TASK STATEMENT: Collect every line of the entries below that contains the word "above", copying each such line in full. Case counts.
***** DATA FOR PROCESSING *****
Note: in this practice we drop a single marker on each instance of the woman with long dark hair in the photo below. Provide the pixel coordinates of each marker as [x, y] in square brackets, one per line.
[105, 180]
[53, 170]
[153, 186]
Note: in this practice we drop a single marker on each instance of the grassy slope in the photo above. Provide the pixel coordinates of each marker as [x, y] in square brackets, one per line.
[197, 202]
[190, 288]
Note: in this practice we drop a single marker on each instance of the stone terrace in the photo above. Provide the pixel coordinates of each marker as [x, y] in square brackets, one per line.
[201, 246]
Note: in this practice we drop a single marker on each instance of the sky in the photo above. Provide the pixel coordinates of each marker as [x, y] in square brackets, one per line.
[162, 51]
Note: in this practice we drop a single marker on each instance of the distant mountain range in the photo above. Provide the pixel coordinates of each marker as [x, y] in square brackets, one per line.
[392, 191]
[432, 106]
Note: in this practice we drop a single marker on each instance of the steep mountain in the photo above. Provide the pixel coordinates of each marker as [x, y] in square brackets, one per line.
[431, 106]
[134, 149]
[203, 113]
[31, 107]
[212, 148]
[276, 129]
*****
***** DATA FOR PROCESSING *****
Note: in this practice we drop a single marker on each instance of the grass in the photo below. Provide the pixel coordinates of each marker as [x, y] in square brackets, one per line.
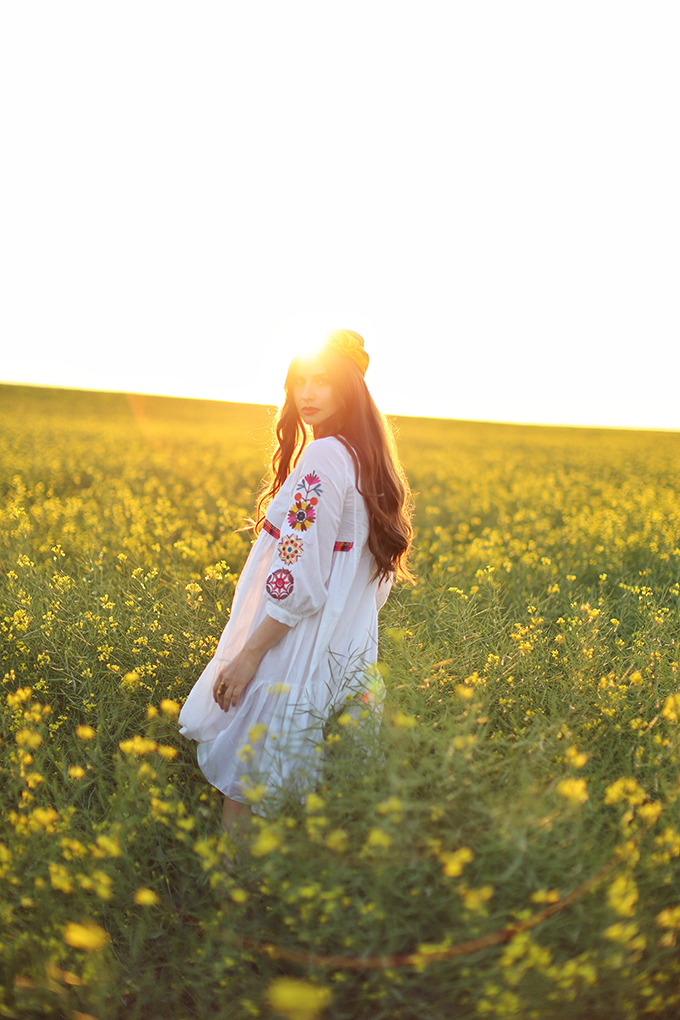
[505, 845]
*****
SOLVED PROBLEM:
Note: in this practice we drop a single marker on each instance of the grassy slope in the photo above. Provide the pixel coordinates of each marker as [x, y] in square brackets, one per line.
Note: in this practice we drop a single marker on each instance of the stone terrace in the photo above. Provide the pixel coordinates of each marker as [x, y] in square brackets, one per line.
Note: in this practice we drop a single marker on each instance of the sky in the photo above. Provide the pixel coordinates of each marker as [x, y] in square brackets, one per line.
Note: in this practice we drop a single marker on each instance of the distant mountain range in the photo above. Provide the pixel coordinates of each marker as [x, y] in square brackets, one per line.
Note: in this practice we drop a single marker on each instance of the steep mountain in the photo above. Provide the pixel coordinates of each marker as [x, y] in square brackets, one per line.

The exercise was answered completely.